*Stated exercise*: Extract every line of the rows below that contains the word "blue", matching its case exactly.

[Location identification entries]

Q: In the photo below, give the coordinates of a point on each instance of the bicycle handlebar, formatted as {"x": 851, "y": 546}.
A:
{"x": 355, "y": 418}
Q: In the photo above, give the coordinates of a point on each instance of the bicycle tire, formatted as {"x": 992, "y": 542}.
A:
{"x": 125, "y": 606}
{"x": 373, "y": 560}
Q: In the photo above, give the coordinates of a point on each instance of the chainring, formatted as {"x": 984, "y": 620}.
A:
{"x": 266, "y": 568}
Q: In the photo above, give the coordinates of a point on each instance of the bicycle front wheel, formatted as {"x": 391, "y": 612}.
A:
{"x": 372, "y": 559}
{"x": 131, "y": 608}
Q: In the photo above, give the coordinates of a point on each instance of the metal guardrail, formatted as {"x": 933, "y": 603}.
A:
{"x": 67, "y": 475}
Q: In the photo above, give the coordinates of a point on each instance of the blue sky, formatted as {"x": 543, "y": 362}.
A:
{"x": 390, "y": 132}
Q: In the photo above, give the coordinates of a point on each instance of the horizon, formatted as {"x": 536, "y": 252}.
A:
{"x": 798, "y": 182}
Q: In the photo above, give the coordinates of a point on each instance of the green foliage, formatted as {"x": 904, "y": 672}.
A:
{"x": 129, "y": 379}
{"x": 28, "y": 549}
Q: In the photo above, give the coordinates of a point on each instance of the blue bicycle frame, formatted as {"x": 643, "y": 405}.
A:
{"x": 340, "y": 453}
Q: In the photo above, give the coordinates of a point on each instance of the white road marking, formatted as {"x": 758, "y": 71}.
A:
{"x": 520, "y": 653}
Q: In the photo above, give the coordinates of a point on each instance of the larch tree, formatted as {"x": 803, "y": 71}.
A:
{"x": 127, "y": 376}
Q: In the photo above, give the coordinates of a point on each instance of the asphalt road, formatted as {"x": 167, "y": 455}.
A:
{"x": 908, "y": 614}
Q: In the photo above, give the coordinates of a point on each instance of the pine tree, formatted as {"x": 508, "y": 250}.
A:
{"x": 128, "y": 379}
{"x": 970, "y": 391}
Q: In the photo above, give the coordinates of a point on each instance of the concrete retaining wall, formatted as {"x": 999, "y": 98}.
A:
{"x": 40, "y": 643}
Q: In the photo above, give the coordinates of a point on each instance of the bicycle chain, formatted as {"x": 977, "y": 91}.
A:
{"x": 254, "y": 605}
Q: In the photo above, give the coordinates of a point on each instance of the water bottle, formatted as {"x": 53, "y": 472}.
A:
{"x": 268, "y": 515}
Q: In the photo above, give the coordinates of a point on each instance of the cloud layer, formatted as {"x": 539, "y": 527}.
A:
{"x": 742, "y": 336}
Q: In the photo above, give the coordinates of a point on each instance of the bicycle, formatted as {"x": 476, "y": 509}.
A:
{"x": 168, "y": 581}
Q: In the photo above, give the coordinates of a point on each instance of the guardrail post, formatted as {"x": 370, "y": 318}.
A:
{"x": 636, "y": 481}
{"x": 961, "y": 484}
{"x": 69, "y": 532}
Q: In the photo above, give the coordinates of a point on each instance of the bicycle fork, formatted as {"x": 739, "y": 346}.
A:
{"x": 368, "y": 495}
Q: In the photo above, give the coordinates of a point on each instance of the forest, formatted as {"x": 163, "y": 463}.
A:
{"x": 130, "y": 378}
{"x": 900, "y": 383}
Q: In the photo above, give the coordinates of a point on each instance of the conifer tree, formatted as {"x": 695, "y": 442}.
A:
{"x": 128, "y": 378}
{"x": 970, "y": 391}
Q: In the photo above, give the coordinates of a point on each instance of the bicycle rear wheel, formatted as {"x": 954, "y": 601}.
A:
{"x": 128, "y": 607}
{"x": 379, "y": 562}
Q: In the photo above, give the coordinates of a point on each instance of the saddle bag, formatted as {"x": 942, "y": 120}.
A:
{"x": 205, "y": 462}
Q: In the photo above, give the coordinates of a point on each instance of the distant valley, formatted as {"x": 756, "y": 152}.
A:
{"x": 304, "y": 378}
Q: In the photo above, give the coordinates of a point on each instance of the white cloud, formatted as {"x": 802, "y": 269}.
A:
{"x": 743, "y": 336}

--

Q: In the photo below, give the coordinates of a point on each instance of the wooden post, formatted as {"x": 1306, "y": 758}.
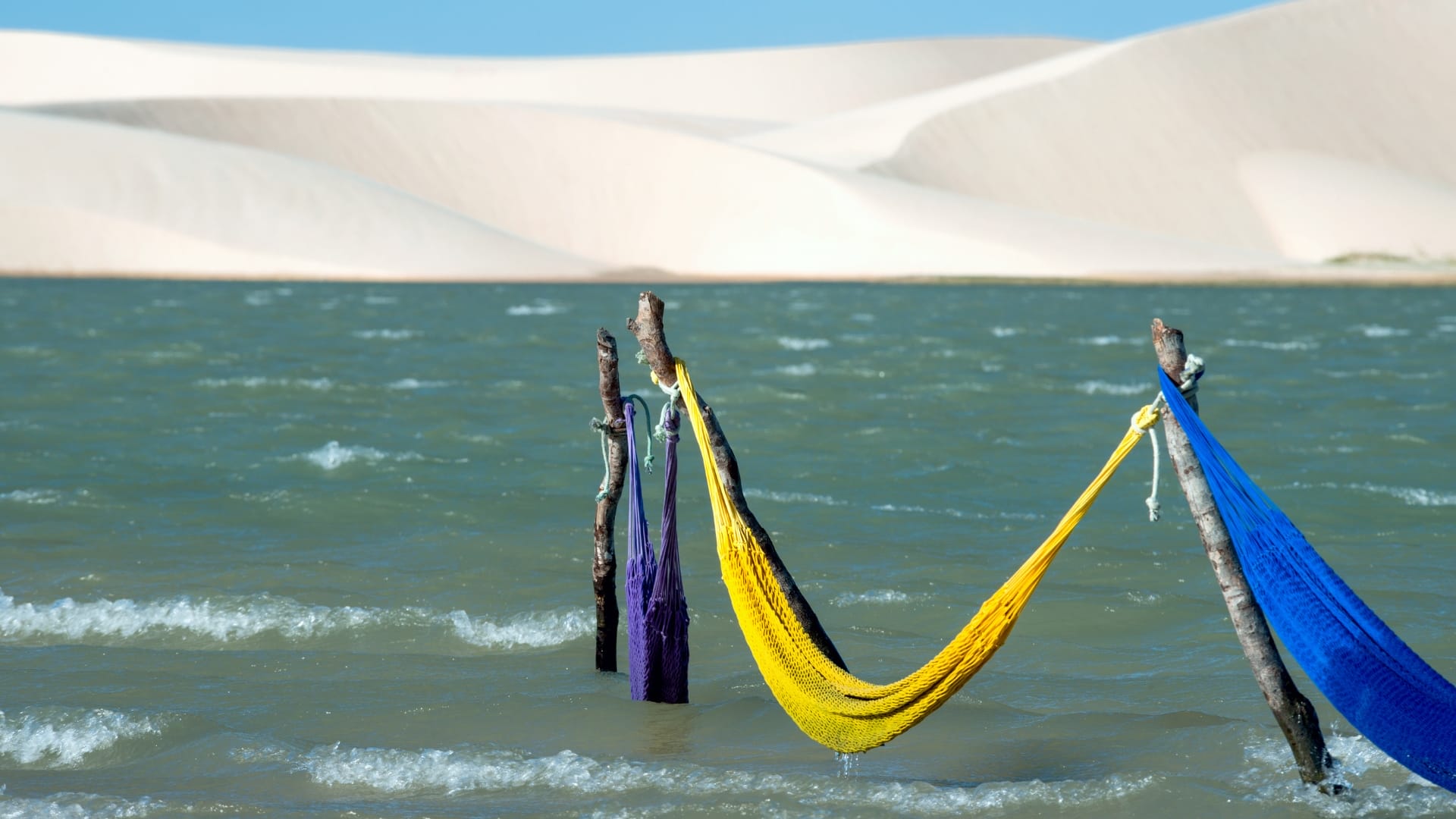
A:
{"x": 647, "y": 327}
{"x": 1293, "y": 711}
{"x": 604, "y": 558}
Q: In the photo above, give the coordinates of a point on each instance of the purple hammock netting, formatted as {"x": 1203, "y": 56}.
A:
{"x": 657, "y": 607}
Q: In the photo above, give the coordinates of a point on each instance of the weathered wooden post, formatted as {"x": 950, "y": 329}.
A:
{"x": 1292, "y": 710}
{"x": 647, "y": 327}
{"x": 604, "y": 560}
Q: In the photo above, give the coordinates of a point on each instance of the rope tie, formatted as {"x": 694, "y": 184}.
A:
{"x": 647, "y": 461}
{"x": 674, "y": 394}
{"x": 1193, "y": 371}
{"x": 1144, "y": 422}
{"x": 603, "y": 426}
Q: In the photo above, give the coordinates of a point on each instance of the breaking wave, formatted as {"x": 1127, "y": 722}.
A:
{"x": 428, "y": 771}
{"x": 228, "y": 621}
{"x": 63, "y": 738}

*Reply to the exercise*:
Q: In the photo above, give the coordinates of a point on each instance of the blue sky, formatted as {"x": 543, "y": 362}.
Q: In the photo above, give the coordinates of a point on each instance of the blue bicycle frame, formatted as {"x": 643, "y": 405}.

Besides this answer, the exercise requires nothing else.